====== Texto

Opinión

Un cuento no navideño

Cuando lancé mi última empresa en septiembre de 2022, lo hice desde un incómodo sillón replegable de hospital. No era yo el paciente, sino mi hija de 2 años, a la cual le habían dado tantas convulsiones que tuvieron que evacuarla en helicóptero desde el hospital de Lanzarote hasta el hospital Materno Infantil de Gran Canaria. Nunca se supo a ciencia cierta por qué sufrió la encefalitis que le provocó esas convulsiones. Probablemente alguno de los virus que le detectaron consiguió alterar el equilibrio de su encéfalo.

Después de la noche de horror que pasamos en el hospital de Lanzarote, donde por un momento creía que se me había ido, lloré aquella mañana cuando por fin mi ángel reposaba atada a una cama y tras haber pasado lo peor de la crisis. Días después de ese episodio y esperando que el tiempo hiciera su magia para que mi hija consiguiera recuperarse, lancé mi empresa desde aquel sillón del hospital. Todo fue bien, la niña se recuperó completamente y la empresa ha disfrutado de un importante éxito que ha permitido que cientos y cientos de inversores entiendan mejor los mercados financieros.

============
====== Datos proporcionados

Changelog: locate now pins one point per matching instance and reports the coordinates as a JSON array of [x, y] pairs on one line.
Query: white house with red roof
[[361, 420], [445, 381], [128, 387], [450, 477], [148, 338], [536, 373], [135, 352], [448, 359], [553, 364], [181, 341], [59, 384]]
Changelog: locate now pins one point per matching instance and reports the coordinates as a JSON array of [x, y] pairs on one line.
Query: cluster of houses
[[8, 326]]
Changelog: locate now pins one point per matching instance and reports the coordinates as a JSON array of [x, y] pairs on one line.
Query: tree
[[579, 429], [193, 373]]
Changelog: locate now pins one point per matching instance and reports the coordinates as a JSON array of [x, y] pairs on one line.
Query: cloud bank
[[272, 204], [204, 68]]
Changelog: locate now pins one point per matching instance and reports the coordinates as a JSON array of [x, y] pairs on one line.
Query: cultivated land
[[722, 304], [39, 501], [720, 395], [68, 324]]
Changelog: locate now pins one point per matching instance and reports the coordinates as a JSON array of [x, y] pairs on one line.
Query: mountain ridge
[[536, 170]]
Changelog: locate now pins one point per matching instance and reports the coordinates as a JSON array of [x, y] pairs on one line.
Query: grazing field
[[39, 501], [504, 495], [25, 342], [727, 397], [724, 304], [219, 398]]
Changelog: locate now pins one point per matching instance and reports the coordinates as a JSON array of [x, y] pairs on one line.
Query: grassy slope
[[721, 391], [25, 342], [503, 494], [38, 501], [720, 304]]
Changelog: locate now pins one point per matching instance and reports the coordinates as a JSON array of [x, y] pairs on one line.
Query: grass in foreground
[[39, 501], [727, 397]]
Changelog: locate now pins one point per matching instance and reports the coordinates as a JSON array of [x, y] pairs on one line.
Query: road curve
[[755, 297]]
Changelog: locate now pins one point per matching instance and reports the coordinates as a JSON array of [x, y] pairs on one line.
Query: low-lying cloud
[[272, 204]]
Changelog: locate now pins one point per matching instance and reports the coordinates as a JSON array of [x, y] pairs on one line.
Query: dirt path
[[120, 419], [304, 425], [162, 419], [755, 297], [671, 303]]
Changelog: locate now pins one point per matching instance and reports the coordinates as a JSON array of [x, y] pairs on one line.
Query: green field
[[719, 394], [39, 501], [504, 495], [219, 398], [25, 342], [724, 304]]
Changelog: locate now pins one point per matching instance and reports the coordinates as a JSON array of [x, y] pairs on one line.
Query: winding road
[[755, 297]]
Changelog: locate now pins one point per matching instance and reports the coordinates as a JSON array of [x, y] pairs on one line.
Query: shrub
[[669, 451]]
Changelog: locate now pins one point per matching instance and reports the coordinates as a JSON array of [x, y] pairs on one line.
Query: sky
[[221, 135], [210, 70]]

============
====== Datos proporcionados

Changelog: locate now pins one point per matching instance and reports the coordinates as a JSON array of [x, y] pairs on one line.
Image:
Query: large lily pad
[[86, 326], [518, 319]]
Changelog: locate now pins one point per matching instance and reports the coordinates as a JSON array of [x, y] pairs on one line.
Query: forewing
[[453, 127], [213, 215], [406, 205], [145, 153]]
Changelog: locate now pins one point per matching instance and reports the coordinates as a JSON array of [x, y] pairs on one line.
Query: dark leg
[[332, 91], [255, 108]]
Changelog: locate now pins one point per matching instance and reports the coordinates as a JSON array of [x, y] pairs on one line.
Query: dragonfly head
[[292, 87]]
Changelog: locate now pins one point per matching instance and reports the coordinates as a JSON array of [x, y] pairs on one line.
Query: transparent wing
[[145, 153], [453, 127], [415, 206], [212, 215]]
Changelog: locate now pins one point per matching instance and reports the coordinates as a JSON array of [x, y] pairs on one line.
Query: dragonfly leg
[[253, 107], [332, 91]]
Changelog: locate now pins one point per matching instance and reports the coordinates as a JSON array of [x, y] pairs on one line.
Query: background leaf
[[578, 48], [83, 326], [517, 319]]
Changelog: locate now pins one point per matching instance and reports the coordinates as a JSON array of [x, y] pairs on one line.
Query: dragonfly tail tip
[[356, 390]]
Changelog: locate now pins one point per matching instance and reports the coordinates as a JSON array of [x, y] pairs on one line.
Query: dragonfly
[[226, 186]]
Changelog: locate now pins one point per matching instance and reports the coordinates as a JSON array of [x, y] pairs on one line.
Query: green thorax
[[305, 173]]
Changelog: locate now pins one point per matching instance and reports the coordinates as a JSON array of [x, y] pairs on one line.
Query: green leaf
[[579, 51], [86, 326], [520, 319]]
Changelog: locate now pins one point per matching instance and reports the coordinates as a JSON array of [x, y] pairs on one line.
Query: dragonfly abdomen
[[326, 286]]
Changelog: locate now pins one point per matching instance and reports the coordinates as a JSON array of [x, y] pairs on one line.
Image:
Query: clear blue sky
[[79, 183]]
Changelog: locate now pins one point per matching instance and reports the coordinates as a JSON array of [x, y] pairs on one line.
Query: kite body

============

### Problema a resolver
Devuelve sin cambios todo lo que va en el texto desde "Después de la" hasta "los mercados financieros.".

### Respuesta
Después de la noche de horror que pasamos en el hospital de Lanzarote, donde por un momento creía que se me había ido, lloré aquella mañana cuando por fin mi ángel reposaba atada a una cama y tras haber pasado lo peor de la crisis. Días después de ese episodio y esperando que el tiempo hiciera su magia para que mi hija consiguiera recuperarse, lancé mi empresa desde aquel sillón del hospital. Todo fue bien, la niña se recuperó completamente y la empresa ha disfrutado de un importante éxito que ha permitido que cientos y cientos de inversores entiendan mejor los mercados financieros.